• **Your objective**: The answer must be an exact copy of the lines from the one containing "Target: small green plant" through the last line of the records, with the pictures left out.

Segment Open

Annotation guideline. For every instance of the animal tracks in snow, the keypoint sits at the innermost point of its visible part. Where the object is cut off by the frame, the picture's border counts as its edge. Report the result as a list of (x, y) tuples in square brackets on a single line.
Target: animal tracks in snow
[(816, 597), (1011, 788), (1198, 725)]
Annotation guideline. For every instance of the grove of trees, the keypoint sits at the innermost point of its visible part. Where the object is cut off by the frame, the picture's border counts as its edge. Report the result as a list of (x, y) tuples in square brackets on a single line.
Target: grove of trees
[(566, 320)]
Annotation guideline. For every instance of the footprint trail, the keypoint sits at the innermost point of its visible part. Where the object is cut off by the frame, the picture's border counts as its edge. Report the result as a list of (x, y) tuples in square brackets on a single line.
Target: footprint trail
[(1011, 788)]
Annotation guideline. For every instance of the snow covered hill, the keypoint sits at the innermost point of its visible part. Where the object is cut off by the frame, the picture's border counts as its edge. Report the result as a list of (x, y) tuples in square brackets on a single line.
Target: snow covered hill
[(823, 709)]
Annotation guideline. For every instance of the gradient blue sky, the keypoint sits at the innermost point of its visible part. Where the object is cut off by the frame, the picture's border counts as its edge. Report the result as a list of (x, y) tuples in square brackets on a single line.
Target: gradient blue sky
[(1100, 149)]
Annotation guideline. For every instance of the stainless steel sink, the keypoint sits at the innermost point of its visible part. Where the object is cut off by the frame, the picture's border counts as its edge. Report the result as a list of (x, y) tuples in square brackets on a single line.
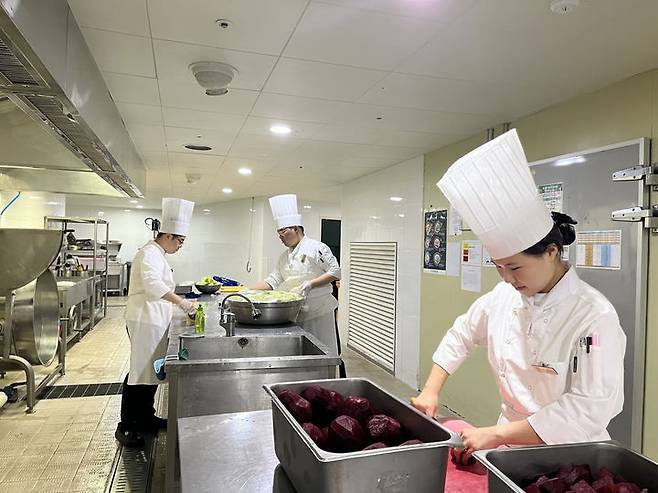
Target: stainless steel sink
[(249, 347)]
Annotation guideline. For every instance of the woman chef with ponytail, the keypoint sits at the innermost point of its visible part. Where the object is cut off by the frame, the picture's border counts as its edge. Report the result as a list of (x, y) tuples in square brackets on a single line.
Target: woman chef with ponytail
[(554, 343)]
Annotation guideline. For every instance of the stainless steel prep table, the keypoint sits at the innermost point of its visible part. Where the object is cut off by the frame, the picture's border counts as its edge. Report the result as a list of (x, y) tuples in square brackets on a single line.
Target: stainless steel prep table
[(230, 453)]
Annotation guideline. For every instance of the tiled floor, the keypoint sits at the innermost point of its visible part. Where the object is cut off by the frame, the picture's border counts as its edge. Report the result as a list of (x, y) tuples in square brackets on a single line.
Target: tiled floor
[(67, 445)]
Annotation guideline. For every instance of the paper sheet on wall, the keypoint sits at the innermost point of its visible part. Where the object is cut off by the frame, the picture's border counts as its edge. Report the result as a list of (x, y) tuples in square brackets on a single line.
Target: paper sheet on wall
[(487, 261), (552, 194), (598, 249), (453, 258), (454, 222), (471, 278), (472, 253)]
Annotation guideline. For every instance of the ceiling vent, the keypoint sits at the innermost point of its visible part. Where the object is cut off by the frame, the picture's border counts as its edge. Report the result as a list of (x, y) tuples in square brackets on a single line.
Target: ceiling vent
[(214, 77)]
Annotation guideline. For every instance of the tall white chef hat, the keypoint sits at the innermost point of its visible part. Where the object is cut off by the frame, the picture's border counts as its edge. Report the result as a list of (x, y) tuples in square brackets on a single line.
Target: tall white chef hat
[(284, 210), (493, 190), (176, 216)]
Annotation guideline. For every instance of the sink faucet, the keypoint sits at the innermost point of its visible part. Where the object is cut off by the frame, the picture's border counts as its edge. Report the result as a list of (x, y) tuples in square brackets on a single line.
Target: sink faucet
[(227, 318)]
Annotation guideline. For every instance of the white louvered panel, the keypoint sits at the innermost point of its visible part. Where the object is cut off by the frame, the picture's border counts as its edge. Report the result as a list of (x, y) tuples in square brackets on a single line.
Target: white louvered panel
[(372, 295)]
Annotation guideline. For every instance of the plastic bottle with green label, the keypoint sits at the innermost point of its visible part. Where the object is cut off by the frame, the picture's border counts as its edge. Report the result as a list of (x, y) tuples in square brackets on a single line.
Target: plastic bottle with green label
[(199, 323)]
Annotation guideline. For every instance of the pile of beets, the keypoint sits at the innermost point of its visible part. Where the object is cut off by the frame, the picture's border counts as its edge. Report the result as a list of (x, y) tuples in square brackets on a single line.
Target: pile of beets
[(338, 423), (580, 479)]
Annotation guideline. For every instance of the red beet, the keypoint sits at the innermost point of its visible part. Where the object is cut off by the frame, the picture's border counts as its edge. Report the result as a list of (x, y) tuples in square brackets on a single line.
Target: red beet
[(316, 434), (299, 407), (382, 428), (375, 446), (357, 407), (413, 441), (326, 403), (346, 434)]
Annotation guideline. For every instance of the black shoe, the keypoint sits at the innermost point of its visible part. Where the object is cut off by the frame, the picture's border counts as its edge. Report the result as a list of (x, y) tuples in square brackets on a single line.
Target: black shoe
[(129, 438), (153, 425)]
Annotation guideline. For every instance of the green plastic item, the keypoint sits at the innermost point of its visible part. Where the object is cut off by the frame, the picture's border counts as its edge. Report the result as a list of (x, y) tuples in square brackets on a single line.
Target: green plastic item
[(199, 322)]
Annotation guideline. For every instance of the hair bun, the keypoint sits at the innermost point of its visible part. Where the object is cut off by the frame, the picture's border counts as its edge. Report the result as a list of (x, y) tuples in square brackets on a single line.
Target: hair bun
[(565, 224)]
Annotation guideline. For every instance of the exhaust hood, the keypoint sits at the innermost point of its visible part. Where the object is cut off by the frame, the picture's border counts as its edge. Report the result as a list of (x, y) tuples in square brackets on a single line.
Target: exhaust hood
[(60, 130)]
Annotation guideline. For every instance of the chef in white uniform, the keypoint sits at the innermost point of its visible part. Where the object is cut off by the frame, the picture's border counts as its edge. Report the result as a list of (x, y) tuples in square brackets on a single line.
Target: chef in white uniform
[(149, 309), (554, 343), (306, 267)]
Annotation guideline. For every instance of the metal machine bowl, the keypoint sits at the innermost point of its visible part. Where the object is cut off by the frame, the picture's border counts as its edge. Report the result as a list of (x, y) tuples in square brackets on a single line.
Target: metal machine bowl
[(36, 319), (208, 289), (271, 313)]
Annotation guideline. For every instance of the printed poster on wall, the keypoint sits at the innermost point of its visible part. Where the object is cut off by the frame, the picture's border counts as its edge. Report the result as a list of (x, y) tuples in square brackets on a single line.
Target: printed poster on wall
[(472, 253), (552, 195), (598, 249), (436, 223)]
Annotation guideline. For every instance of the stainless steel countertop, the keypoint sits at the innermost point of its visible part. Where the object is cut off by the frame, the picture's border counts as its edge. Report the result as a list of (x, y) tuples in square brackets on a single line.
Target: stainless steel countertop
[(230, 453)]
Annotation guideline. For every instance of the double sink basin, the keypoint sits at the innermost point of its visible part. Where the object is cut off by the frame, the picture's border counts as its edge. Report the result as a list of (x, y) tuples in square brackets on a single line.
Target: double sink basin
[(216, 375)]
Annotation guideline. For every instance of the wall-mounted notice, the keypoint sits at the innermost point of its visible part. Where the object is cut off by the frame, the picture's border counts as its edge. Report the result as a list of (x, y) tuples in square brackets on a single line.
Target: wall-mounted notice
[(434, 258), (472, 252), (472, 278), (552, 195), (454, 258), (598, 249), (455, 223), (487, 261)]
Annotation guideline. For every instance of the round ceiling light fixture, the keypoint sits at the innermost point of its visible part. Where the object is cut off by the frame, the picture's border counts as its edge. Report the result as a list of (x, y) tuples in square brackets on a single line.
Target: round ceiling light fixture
[(563, 7), (214, 77)]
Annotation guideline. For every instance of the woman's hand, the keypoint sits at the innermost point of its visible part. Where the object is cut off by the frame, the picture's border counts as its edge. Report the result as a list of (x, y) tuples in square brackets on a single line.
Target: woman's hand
[(480, 438), (426, 402)]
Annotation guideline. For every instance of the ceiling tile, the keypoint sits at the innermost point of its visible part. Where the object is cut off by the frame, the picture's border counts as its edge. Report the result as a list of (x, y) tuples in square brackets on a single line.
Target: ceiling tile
[(140, 114), (296, 108), (414, 120), (366, 39), (122, 53), (262, 146), (195, 162), (185, 93), (148, 138), (220, 141), (173, 60), (177, 117), (321, 80), (430, 93), (132, 89), (124, 16), (261, 126), (257, 26), (445, 11)]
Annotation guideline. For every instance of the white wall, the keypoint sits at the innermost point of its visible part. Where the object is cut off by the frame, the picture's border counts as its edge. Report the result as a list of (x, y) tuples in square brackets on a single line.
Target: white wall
[(369, 215), (218, 242)]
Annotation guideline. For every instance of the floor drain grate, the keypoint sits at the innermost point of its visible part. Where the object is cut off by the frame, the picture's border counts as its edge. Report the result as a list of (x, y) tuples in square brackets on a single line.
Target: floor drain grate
[(81, 390)]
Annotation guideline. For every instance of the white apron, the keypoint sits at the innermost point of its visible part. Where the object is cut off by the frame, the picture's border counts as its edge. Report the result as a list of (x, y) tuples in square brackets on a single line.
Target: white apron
[(147, 316)]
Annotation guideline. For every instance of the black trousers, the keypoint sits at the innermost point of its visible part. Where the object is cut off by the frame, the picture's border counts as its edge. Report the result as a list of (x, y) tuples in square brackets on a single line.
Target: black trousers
[(137, 405)]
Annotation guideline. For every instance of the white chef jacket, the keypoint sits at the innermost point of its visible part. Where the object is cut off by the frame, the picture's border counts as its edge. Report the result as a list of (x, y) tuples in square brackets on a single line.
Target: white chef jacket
[(147, 315), (540, 360), (306, 261)]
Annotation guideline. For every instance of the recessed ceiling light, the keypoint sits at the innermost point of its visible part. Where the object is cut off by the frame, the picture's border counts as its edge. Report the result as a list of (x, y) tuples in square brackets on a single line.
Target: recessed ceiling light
[(280, 129), (194, 147)]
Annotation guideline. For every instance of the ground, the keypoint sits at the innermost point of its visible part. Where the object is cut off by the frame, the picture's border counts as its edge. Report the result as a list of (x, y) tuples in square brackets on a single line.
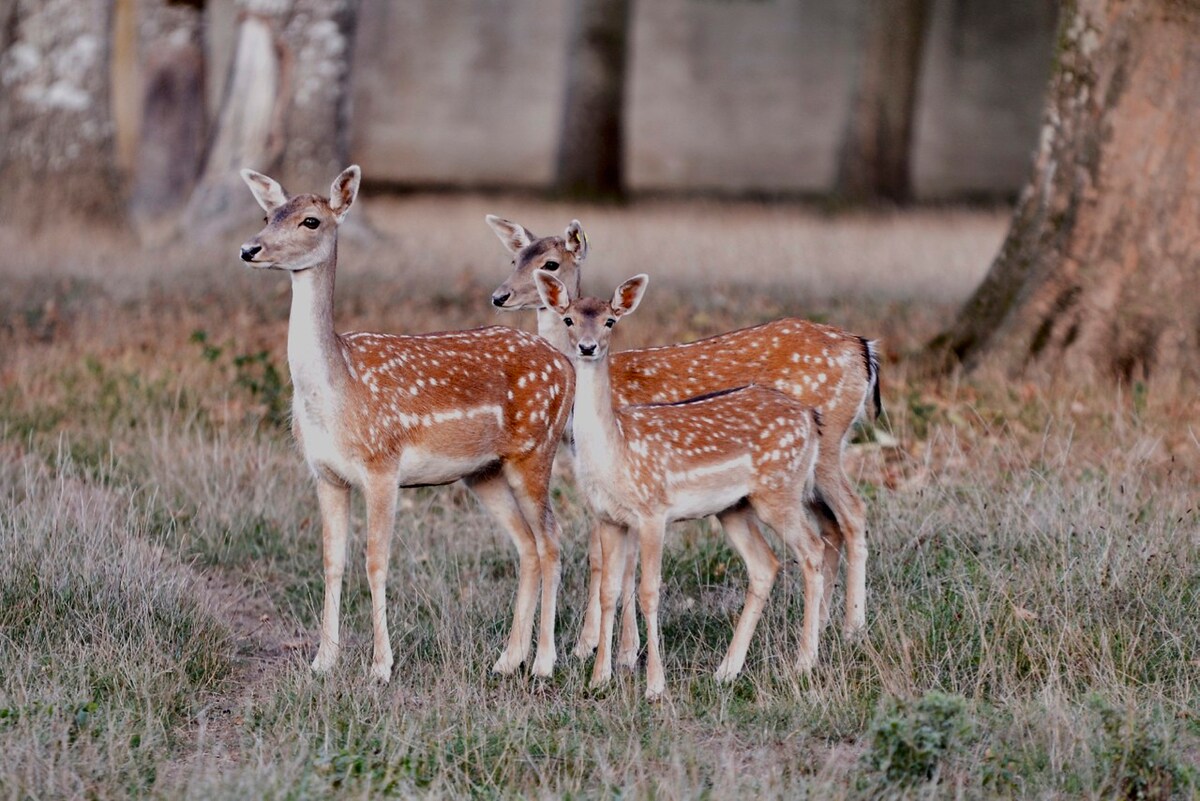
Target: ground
[(1032, 582)]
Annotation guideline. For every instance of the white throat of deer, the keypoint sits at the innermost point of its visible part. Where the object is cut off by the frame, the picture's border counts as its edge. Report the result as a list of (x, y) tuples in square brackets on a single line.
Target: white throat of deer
[(587, 325), (301, 238)]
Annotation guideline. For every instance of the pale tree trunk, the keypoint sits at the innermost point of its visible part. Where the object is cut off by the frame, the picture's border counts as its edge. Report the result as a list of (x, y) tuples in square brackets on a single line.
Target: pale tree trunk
[(875, 158), (171, 146), (285, 110), (57, 144), (591, 146), (1099, 277)]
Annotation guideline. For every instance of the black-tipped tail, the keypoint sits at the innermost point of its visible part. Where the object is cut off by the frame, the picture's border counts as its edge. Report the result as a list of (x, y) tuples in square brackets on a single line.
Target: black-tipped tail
[(871, 356)]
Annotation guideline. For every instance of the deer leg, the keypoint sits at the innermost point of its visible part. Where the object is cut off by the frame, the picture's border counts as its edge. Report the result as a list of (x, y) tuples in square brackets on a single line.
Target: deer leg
[(495, 494), (761, 566), (801, 534), (613, 542), (651, 535), (630, 643), (589, 633), (851, 515), (335, 523), (381, 493), (531, 487), (832, 537)]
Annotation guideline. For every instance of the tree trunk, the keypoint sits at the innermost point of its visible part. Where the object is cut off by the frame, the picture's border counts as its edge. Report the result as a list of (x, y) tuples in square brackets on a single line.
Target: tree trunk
[(875, 160), (171, 146), (1098, 277), (58, 157), (591, 148), (285, 110)]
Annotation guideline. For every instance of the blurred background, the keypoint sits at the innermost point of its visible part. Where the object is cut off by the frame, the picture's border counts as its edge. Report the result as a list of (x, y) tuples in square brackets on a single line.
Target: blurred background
[(723, 96), (151, 106)]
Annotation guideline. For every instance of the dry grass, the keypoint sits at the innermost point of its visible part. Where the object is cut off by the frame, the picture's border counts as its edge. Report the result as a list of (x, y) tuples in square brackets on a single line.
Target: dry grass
[(1032, 584)]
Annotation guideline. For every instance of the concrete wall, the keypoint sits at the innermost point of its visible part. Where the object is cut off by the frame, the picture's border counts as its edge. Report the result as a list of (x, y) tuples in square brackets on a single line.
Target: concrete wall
[(729, 95), (724, 95)]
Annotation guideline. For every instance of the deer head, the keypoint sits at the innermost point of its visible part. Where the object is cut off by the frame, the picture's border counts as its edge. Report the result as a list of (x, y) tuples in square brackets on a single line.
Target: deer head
[(301, 232), (589, 320), (561, 256)]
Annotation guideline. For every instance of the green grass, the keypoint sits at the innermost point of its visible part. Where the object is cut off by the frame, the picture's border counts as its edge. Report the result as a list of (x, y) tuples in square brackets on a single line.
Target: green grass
[(1031, 620)]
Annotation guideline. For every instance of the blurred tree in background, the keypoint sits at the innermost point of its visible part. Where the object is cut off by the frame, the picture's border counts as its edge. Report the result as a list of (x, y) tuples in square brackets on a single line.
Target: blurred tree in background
[(875, 158), (1098, 277), (174, 115), (591, 146), (285, 109), (58, 157)]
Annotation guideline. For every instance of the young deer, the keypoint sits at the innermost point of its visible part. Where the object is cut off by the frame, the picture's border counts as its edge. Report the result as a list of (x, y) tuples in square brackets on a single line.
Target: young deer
[(641, 467), (381, 411), (820, 366)]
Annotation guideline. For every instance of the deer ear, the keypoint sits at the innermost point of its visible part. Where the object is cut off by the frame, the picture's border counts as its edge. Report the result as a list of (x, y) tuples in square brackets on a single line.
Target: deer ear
[(629, 295), (552, 291), (265, 190), (576, 240), (514, 235), (343, 191)]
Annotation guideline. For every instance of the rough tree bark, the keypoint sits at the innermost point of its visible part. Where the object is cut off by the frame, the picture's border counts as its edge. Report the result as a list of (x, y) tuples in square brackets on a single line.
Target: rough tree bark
[(875, 158), (58, 157), (1098, 278), (171, 148), (591, 146), (285, 110)]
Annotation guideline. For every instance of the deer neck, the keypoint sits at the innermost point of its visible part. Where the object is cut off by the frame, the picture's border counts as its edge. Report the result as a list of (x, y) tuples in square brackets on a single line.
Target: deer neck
[(597, 438), (315, 353), (551, 329)]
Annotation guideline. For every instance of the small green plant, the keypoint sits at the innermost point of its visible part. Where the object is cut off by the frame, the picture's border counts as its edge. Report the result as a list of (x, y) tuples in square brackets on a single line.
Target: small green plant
[(1139, 766), (912, 740), (256, 373)]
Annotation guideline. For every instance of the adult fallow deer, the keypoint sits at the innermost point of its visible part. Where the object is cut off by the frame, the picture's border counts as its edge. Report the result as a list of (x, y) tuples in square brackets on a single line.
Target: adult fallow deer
[(381, 411), (821, 366)]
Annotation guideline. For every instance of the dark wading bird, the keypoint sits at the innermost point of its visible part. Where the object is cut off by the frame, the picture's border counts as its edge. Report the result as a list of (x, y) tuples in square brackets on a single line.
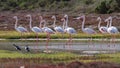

Segment Closed

• **The answer**:
Target: small green plant
[(1139, 766), (912, 740), (256, 373)]
Annotation guideline. For every instance of the adult fallow deer, the keypoint sits at the innermost point of its visible part. Where the object is cut off by the frame, the picture's border counts as its edge. Report the result as a list of (x, y) tuples in square brackets on a single line.
Target: adult fallow deer
[(381, 411), (821, 366)]
Annotation guideline. For every instance of the dark wading bird, the keypoint sits at the innermost point of its visible part. Where the object is cut off by the frame, the picture's border counts as its edge. Report the result as a list of (x, y) tuples in square brackets on a single line.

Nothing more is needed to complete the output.